**TASK BRIEF**:
Set the entries down again exactly; none may be skipped.

::: GIVEN DATA :::

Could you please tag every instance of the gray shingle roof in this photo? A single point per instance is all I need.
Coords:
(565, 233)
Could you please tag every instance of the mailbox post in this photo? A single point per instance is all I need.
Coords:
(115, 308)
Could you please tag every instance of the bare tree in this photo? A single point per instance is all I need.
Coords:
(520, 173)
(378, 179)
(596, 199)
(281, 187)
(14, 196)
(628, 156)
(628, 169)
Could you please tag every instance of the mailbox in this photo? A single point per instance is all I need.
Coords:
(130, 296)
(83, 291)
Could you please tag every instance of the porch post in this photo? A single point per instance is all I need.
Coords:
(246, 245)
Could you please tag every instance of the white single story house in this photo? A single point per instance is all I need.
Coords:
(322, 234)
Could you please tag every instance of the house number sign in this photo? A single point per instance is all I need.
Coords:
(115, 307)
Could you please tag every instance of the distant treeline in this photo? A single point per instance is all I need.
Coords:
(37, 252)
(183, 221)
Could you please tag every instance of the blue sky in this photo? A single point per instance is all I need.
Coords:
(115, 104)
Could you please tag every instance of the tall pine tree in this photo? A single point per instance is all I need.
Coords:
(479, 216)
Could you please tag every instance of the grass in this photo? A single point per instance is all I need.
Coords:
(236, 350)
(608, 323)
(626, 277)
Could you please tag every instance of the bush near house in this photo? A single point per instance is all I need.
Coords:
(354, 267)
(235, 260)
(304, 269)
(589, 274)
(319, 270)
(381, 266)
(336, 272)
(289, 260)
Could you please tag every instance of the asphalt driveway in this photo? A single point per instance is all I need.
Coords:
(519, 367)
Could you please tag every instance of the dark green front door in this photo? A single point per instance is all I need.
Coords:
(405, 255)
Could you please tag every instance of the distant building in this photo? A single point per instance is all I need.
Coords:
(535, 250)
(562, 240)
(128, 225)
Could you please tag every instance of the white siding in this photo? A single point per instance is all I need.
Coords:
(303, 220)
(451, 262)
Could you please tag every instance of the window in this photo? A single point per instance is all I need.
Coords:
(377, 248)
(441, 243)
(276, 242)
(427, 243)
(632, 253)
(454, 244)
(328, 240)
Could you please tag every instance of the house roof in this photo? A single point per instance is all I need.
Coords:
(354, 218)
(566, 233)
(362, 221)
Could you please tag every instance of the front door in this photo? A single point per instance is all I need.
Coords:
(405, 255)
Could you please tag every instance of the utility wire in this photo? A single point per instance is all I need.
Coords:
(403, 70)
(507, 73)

:::

**COMPLETED TASK**:
Could you please tag every instance of the gray shingle roof in this photo? A single point per instance is all I need.
Coords:
(565, 233)
Could you please tag every instance of the mailbox post in this photo? A single point per instance is all I need.
Coords:
(115, 308)
Could you please tag every instance of the bare tree in this photo? A single point per instance is all I need.
Coords:
(520, 173)
(378, 179)
(596, 199)
(281, 187)
(14, 196)
(628, 156)
(628, 169)
Could you please tag every instance of the mailbox in this photo? A single point per instance is all I need.
Coords:
(130, 296)
(83, 291)
Could you please tag every instance of the porch post in this photo? A single point per instance is all I need.
Coords:
(246, 245)
Could you please tag every instance of the white single story house in this photo? A single point per instance is all I need.
Coords:
(322, 234)
Could you please tag every instance of the house number sign in this photo? A single point per instance is all I need.
Coords:
(115, 307)
Could you please tag every instance of the distant treeline in this photo? A single point per instance is all I need.
Coords:
(37, 252)
(183, 221)
Could you please tag every instance of the blue sky in this photo? A single point per instance is all I need.
Coords:
(115, 104)
Could you please tag every instance of the tall pine tree in this photo? A single point per instance is all I need.
Coords:
(479, 216)
Could you please tag every instance of the grass in this photo? A single point per instance is all I need.
Coords:
(236, 350)
(608, 323)
(626, 277)
Could you please tag every instance of the bush near house in this photo? A single point per instance is all I need.
Coords:
(354, 267)
(235, 260)
(304, 269)
(589, 274)
(319, 270)
(381, 266)
(336, 272)
(289, 260)
Could you please tag every instance of the asphalt driveway in this photo? A single point per instance is all I need.
Coords:
(519, 367)
Could you please tag every instance of the dark green front door in this photo? A single point per instance is all I need.
Coords:
(405, 255)
Could you please tag every instance of the distant building in this photo? A single point per instance is all I need.
Coords:
(535, 250)
(562, 240)
(128, 225)
Could you please tag every instance of the white siding in this photo? A single point per instance is all I need.
Coords:
(303, 220)
(451, 262)
Could you please tag every instance of the window in this photo? A single point per instance is all I need.
Coords:
(377, 248)
(441, 243)
(276, 242)
(427, 243)
(632, 253)
(454, 244)
(328, 240)
Could you please tag every instance of the house roof in this photo? A single point per instance is all I need.
Coords:
(354, 218)
(566, 233)
(362, 221)
Could you please tag every instance of the front door in this photo? A single point per instance is all I need.
Coords:
(405, 255)
Could you please tag every instance of the utility wire in this photo? A single point per instance is all I need.
Coords:
(403, 70)
(507, 73)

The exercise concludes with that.